- _Soal 1_:
Temukan semua baris dalam daftar yang memuat kata "part", lalu salin tiap baris tersebut.

- _Teks Halaman_:
Tak lama kemudian, adiknya datang. Mbah Soleh. Mereka langsung naik ke tempat tidur. Jadilah satu tempat tidur diisi tiga orang. Mereka saling berpelukan. Saling menangis terharu karena bisa bertemu lagi. Mereka mengobrol hingga larut malam. Pak Kargam usianya telah 100 tahun.

Hampir dua pekan Pak Kargam tinggal di sana. Dia dibawa ke Slawi juga. Ke Batang juga, menziarahi makam ayahnya, Kiyai Saryan. Mereka temu kangen. Kegembiraan sangat terasa. Suasana tak bisa digambarkan dengan kata-kata. Semua yang melihat dan menyaksikan kembali Pak Kargam, langsung terisak tangis. Tanda kesedihan dan kegembiraan.

Temu kangen pun dua pekan lebih. Tapi masalah kemudian datang. Supandi hendak kembali ke Medan. Tapi Sukargam tak diijinkan turut ke Medan. Mereka minta di Pekalongan saja. Negosiasi pun terjadi.

“Waduh kalau Bapak tidak saya bawa pulang ke Medan, nanti saya yang dimarahi sama anak-anaknya,” kata Supandi memelas.

- _Daftar yang Diberikan_:
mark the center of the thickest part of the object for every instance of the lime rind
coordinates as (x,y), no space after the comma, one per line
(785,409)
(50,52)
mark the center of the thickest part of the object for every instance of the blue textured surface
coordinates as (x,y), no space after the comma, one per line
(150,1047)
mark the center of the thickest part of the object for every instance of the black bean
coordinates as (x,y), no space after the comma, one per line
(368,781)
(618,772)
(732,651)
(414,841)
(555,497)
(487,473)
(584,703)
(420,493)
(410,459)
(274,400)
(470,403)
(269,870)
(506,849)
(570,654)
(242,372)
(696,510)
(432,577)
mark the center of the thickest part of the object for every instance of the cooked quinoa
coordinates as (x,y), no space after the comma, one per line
* * *
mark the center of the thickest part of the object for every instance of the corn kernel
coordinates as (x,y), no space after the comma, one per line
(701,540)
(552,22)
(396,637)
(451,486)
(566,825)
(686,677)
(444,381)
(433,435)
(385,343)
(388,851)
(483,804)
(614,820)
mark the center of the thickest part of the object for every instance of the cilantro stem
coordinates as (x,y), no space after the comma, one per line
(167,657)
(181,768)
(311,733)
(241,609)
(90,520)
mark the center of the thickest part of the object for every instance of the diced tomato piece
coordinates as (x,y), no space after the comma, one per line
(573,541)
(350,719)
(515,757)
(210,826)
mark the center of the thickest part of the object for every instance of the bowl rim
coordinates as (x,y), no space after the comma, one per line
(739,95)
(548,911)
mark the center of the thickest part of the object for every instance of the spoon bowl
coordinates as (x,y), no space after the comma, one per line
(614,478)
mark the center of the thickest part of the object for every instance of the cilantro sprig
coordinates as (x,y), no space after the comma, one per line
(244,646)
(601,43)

- _Soal 2_:
Salin dengan tepat bagian teks tentang pertemuan kembali Pak Kargam di atas, di antara "Hampir dua pekan" dan "Negosiasi pun terjadi.", termasuk kedua batas tersebut.

- _Hasil Akhir 1_:
mark the center of the thickest part of the object for every instance of the lime rind
mark the center of the thickest part of the object for every instance of the blue textured surface
mark the center of the thickest part of the object for every instance of the black bean
mark the center of the thickest part of the object for every instance of the cooked quinoa
mark the center of the thickest part of the object for every instance of the corn kernel
mark the center of the thickest part of the object for every instance of the cilantro stem
mark the center of the thickest part of the object for every instance of the diced tomato piece
mark the center of the thickest part of the object for every instance of the bowl rim
mark the center of the thickest part of the object for every instance of the spoon bowl
mark the center of the thickest part of the object for every instance of the cilantro sprig

- _Hasil Akhir 2_:
Hampir dua pekan Pak Kargam tinggal di sana. Dia dibawa ke Slawi juga. Ke Batang juga, menziarahi makam ayahnya, Kiyai Saryan. Mereka temu kangen. Kegembiraan sangat terasa. Suasana tak bisa digambarkan dengan kata-kata. Semua yang melihat dan menyaksikan kembali Pak Kargam, langsung terisak tangis. Tanda kesedihan dan kegembiraan.

Temu kangen pun dua pekan lebih. Tapi masalah kemudian datang. Supandi hendak kembali ke Medan. Tapi Sukargam tak diijinkan turut ke Medan. Mereka minta di Pekalongan saja. Negosiasi pun terjadi.